Отрывок —
************

На заявлении Плеханова о выходе из редакции и Совета партии, опубликованном в «Искре», стоит дата — 29 мая 1905 года. Этим кончается полуторагодовой период непосредственного сотрудничества Плеханова с Мартовым, П. Аксельродом, Потресовым и другими, хотя и не кончается его меньшевизм, в котором он занимал «особую позицию». Разойдясь с лидерами меньшевиков, Плеханов продолжал выступать против большевиков. Теперь Плеханов часто пишет и говорит, что он стоит «вне фракций», что его взгляды остались такими же, какими были во времена группы «Освобождение труда». «Кто в самом деле интересуется моей литературной деятельностью, — а я прежде всего литератор, — тот знает, что мое миросозерцание остается неизменным с тех пор, как я сделался марксистом в начале восьмидесятых годов прошлого века… — писал он. — Что же касается, в частности, моих тактических взглядов, то и они остаются неизменными с того времени, как вышли в свет главные издания группы «Освобождение труда». Это утверждение Плеханова спорно и во многом неверно. Если в философско-мировоззренческих вопросах Плеханов и в период после 1903 года оставался в основном на позициях диалектического и исторического материализма, хотя и допускал серьезные ошибки, то в вопросах политики и тактики он в период своего меньшевистского грехопадения во многом отошел от революционных марксистских позиций. Иногда по вопросам стратегии и тактики партии он поддерживал большевиков, например в борьбе с ликвидаторами, но главным образом держался меньшевистской линии, не замечая неудобства, ложности такого «сидения между двух стульев».
Из суждений Плеханова видны причины, приведшие в конце концов его к политической трагедии. Однобокое увлечение литературной, чисто теоретической деятельностью, недооценка практической, организационной и политической работы в массах, присущие Плеханову, как я многим другим лидерам партий II Интернационала, мешали ему стать политическим вождем российского пролетариата. Пагубно сказалась и долголетняя оторванность от революционного движения в России. Плеханов нередко ошибочно представлял характер движущих сил русской революции (преувеличение роли либеральной буржуазии в революции, непонимание значения союза рабочего класса и крестьянства и т. д.), некритически относился к опыту и догматическим взглядам лидеров социал-демократических партий Запада (особенно германской социал-демократии), которые все в большей мере оказывались под влиянием оппортунизма.

************

Исходные пункты —
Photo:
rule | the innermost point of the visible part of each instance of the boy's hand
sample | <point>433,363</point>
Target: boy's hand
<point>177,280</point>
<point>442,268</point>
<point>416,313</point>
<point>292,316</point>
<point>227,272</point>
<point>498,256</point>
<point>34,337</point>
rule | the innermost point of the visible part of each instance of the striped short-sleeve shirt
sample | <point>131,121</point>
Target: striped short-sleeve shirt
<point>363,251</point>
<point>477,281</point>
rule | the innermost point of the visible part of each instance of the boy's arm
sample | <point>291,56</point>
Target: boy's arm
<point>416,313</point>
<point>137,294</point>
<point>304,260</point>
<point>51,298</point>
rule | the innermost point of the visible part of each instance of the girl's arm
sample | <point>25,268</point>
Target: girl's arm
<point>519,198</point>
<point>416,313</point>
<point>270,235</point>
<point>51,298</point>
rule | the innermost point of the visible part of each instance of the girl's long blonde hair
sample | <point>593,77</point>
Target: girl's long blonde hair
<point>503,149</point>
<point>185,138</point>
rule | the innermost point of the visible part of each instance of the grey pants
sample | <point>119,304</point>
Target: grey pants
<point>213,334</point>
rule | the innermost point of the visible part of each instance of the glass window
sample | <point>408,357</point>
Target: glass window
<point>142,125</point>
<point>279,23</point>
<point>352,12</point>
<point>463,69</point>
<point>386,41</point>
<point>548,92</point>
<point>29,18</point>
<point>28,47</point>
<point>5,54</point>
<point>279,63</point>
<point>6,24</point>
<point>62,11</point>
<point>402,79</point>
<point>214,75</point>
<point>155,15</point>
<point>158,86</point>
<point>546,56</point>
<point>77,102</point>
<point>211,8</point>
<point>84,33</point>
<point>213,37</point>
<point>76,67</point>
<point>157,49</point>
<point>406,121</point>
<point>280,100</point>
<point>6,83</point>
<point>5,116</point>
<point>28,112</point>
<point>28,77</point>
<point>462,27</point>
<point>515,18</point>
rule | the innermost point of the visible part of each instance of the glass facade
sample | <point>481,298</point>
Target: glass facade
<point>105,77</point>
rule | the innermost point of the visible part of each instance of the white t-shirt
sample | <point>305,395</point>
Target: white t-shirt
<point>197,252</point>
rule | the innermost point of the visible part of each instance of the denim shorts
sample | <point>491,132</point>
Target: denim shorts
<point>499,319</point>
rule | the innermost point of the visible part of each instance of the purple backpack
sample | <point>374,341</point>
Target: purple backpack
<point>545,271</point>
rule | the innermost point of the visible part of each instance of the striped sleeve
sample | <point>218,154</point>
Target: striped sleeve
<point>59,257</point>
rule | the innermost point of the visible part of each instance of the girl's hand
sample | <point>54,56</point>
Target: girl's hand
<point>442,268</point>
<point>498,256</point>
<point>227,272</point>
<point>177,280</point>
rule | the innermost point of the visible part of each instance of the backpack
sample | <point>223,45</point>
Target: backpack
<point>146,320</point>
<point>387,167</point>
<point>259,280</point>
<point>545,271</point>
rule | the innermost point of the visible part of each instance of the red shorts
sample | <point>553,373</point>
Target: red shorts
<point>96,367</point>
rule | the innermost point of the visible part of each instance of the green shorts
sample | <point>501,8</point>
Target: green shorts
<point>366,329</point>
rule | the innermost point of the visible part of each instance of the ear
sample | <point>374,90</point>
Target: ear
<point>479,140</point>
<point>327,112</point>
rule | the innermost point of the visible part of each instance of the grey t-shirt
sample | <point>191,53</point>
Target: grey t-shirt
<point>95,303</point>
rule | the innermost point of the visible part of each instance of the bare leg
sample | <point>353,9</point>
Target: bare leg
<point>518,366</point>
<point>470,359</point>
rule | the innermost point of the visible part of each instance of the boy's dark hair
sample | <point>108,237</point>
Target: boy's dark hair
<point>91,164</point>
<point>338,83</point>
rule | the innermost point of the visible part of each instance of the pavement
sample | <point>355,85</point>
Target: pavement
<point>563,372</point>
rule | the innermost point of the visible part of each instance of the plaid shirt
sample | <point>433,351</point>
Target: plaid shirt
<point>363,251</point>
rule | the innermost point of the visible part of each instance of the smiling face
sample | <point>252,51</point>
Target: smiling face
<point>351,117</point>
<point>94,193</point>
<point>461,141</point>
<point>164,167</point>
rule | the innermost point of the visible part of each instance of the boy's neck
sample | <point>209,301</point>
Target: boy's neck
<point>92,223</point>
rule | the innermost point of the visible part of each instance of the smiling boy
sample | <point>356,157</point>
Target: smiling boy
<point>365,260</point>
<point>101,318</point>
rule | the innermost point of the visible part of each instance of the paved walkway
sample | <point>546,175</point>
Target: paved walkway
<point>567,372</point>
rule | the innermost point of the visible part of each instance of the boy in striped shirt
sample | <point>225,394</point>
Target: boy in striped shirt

************

Что сделать —
a – Сократите абзац отрывка о Плеханове, который начинается словами «Из суждений Плеханова видны причины», и оформите его списком с сохранением главных фактов.
b – Измените часть отрывка о Плеханове, заменив «российского пролетариата» на «рабочего класса России». Начните с предложения, где есть слова «Из суждений Плеханова», и закончите после слов «под влиянием оппортунизма.».
c – Ответьте на вопросы по отрывку о Плеханове.
(i) Какая дата стоит на заявлении Плеханова о выходе из редакции и Совета партии?
(ii) С какого времени, по словам Плеханова, его миросозерцание остается неизменным?
(iii) Какую социал-демократию Запада отрывок выделяет особо?
Пункты никак не связаны с отрывком.

Решения —
a –
Причины политической трагедии Плеханова:
- однобокое увлечение литературной, чисто теоретической деятельностью и недооценка практической, организационной и политической работы в массах, что мешало ему стать политическим вождем российского пролетариата;
- долголетняя оторванность от революционного движения в России;
- ошибочные представления о движущих силах русской революции: преувеличение роли либеральной буржуазии, непонимание значения союза рабочего класса и крестьянства;
- некритическое отношение к опыту и догматическим взглядам лидеров социал-демократических партий Запада, особенно германской социал-демократии, которые все больше оказывались под влиянием оппортунизма.

b –
Из суждений Плеханова видны причины, приведшие в конце концов его к политической трагедии. Однобокое увлечение литературной, чисто теоретической деятельностью, недооценка практической, организационной и политической работы в массах, присущие Плеханову, как я многим другим лидерам партий II Интернационала, мешали ему стать политическим вождем рабочего класса России. Пагубно сказалась и долголетняя оторванность от революционного движения в России. Плеханов нередко ошибочно представлял характер движущих сил русской революции (преувеличение роли либеральной буржуазии в революции, непонимание значения союза рабочего класса и крестьянства и т. д.), некритически относился к опыту и догматическим взглядам лидеров социал-демократических партий Запада (особенно германской социал-демократии), которые все в большей мере оказывались под влиянием оппортунизма.

c –
(i) 29 мая 1905 года.
(ii) С тех пор, как он сделался марксистом в начале восьмидесятых годов прошлого века.
(iii) Германскую социал-демократию.